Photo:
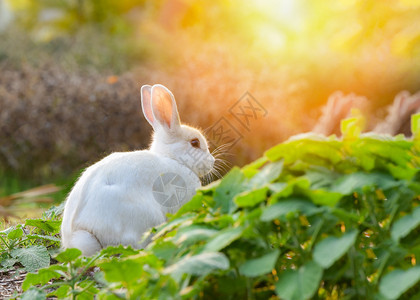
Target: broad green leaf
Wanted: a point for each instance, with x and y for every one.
(395, 283)
(125, 271)
(415, 126)
(164, 250)
(299, 284)
(166, 227)
(15, 234)
(41, 277)
(223, 239)
(297, 185)
(322, 197)
(200, 264)
(261, 265)
(286, 206)
(406, 224)
(251, 198)
(193, 234)
(34, 294)
(231, 185)
(8, 262)
(47, 225)
(194, 204)
(120, 250)
(68, 255)
(62, 292)
(348, 184)
(43, 237)
(7, 231)
(329, 250)
(253, 168)
(33, 257)
(268, 174)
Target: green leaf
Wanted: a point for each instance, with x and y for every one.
(15, 234)
(231, 185)
(252, 169)
(348, 184)
(415, 126)
(8, 262)
(261, 265)
(41, 277)
(32, 258)
(251, 198)
(47, 225)
(395, 283)
(322, 197)
(331, 249)
(299, 284)
(405, 225)
(286, 206)
(164, 250)
(193, 234)
(200, 264)
(268, 174)
(126, 271)
(68, 255)
(62, 292)
(194, 204)
(43, 237)
(34, 294)
(223, 239)
(120, 250)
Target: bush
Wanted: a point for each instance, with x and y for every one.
(314, 218)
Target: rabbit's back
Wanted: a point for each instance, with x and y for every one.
(115, 201)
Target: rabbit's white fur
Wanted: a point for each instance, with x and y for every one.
(113, 203)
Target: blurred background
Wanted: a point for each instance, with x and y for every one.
(71, 71)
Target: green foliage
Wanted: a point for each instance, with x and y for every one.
(27, 245)
(313, 219)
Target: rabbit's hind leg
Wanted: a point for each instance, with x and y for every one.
(86, 242)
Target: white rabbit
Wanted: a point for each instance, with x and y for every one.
(120, 197)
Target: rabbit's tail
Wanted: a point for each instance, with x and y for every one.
(85, 241)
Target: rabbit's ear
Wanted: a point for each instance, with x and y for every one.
(146, 103)
(164, 108)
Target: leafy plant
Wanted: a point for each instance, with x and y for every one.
(314, 218)
(28, 245)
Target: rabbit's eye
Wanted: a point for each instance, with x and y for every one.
(195, 143)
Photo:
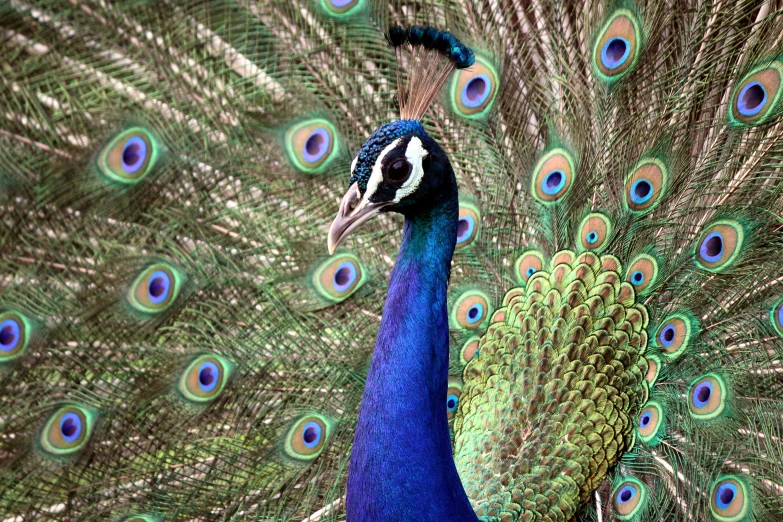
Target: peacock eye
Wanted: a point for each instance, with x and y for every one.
(757, 96)
(130, 156)
(651, 423)
(205, 378)
(528, 264)
(311, 145)
(629, 498)
(67, 430)
(339, 276)
(720, 245)
(14, 335)
(707, 397)
(155, 288)
(675, 334)
(618, 45)
(397, 171)
(595, 232)
(307, 437)
(642, 273)
(645, 186)
(729, 499)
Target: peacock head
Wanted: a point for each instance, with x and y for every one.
(400, 167)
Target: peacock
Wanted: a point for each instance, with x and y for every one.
(404, 260)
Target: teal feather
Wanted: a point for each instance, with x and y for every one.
(211, 142)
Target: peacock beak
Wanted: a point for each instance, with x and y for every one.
(354, 210)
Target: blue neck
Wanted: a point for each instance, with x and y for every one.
(402, 466)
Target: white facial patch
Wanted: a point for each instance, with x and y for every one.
(376, 176)
(415, 153)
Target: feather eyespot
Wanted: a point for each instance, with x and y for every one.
(340, 7)
(642, 273)
(776, 317)
(595, 231)
(617, 47)
(473, 89)
(528, 264)
(469, 350)
(67, 431)
(470, 310)
(468, 224)
(675, 334)
(155, 289)
(307, 437)
(15, 330)
(311, 145)
(339, 276)
(129, 156)
(707, 397)
(653, 369)
(719, 245)
(553, 176)
(757, 96)
(650, 425)
(629, 498)
(730, 499)
(645, 186)
(204, 378)
(453, 394)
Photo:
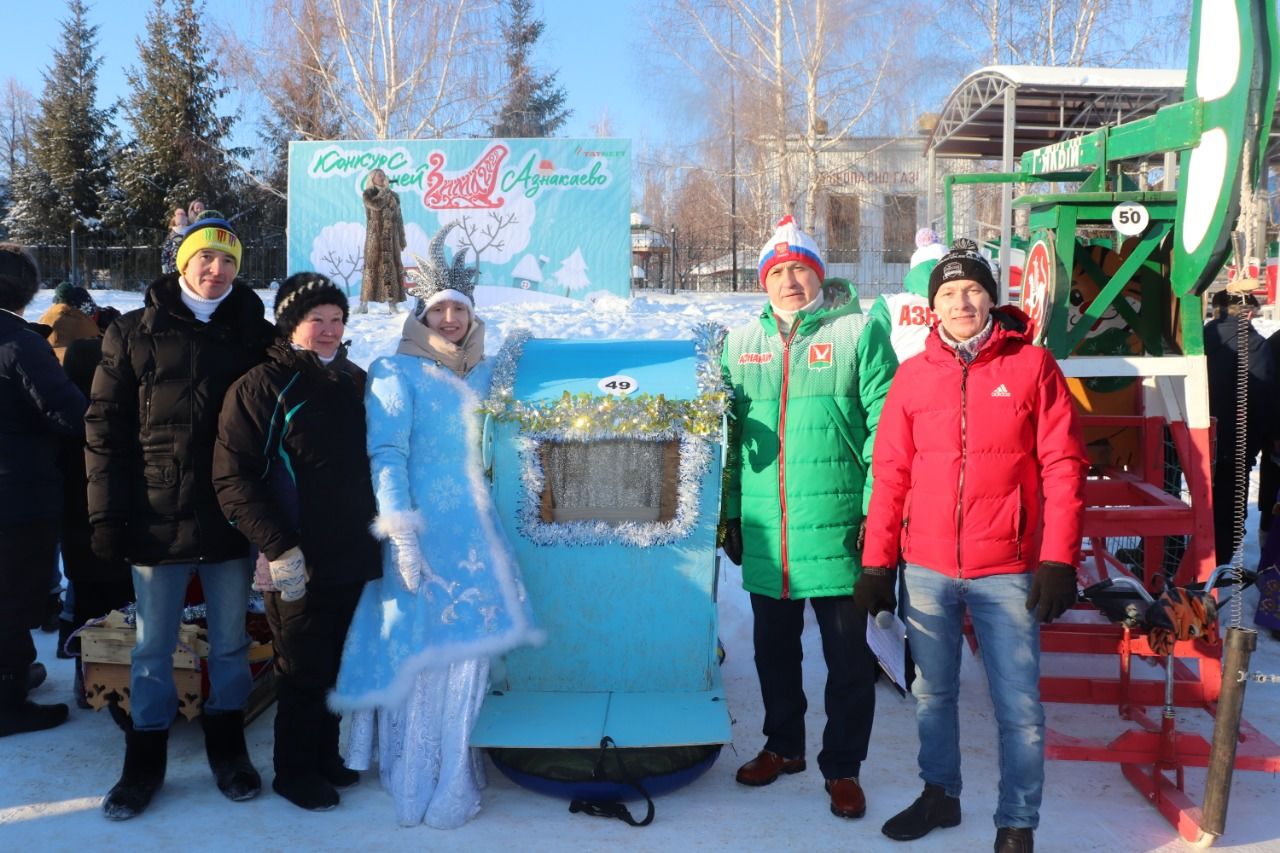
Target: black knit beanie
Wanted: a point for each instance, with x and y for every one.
(301, 292)
(964, 261)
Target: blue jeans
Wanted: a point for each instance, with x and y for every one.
(160, 591)
(1009, 638)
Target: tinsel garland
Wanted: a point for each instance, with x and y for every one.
(586, 416)
(695, 454)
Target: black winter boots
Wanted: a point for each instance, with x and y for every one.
(332, 766)
(228, 756)
(36, 675)
(1015, 839)
(929, 811)
(306, 763)
(145, 756)
(18, 714)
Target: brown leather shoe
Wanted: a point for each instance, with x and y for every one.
(766, 767)
(846, 798)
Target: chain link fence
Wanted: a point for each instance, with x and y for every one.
(131, 260)
(709, 269)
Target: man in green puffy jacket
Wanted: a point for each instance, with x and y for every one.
(808, 378)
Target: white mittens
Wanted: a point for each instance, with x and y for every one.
(263, 574)
(289, 574)
(408, 559)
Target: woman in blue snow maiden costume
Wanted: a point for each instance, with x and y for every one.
(415, 667)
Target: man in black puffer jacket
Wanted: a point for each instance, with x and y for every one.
(37, 405)
(151, 425)
(292, 473)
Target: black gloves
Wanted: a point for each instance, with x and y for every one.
(1052, 591)
(876, 589)
(732, 542)
(109, 541)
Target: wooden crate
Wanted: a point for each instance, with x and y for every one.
(113, 642)
(106, 656)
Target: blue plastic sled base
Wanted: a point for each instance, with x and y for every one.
(606, 790)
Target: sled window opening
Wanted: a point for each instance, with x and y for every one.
(611, 480)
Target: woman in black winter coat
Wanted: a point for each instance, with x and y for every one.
(292, 475)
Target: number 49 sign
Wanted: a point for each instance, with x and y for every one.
(618, 384)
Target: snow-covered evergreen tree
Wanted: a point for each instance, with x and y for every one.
(534, 105)
(572, 273)
(178, 151)
(65, 178)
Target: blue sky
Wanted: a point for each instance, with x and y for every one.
(590, 44)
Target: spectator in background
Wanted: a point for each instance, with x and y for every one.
(1221, 349)
(178, 223)
(95, 587)
(906, 315)
(37, 406)
(151, 427)
(71, 316)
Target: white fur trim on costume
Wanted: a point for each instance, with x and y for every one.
(521, 633)
(389, 524)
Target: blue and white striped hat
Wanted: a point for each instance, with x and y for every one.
(790, 243)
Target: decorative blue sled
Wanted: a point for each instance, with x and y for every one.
(604, 460)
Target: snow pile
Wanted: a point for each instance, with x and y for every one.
(54, 780)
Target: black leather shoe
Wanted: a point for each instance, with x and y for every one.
(929, 811)
(846, 797)
(1015, 839)
(766, 767)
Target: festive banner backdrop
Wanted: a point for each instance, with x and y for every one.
(549, 215)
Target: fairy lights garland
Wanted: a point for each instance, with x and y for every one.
(586, 416)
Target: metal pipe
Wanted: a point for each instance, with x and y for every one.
(1240, 643)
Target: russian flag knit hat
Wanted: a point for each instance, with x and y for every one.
(790, 243)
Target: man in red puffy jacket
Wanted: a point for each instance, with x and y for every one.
(979, 474)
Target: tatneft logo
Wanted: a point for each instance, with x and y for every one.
(588, 153)
(819, 355)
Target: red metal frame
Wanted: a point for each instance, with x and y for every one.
(1152, 755)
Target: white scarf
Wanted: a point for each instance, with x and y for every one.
(784, 318)
(199, 305)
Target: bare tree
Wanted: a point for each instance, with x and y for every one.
(17, 106)
(484, 235)
(407, 68)
(805, 74)
(1064, 32)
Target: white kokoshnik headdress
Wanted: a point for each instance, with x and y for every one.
(435, 281)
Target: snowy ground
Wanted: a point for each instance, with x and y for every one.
(53, 781)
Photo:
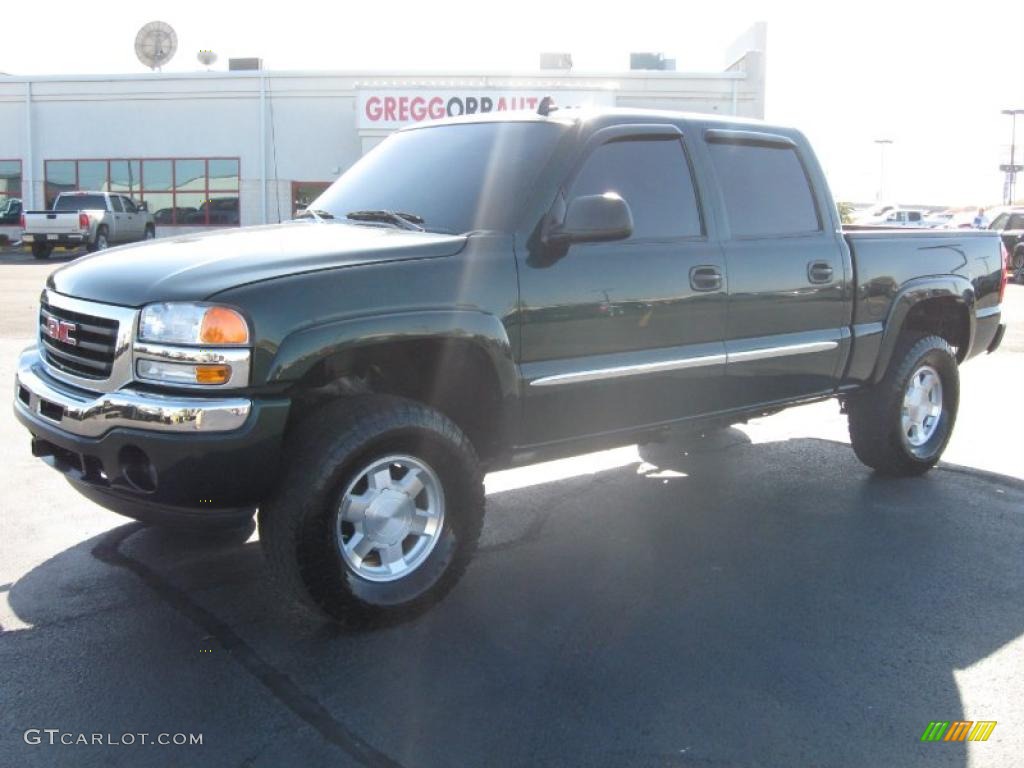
* * *
Among the lines above, which ones include the word "leather"? Copy them.

Target: brown leather shoe
Target: black leather shoe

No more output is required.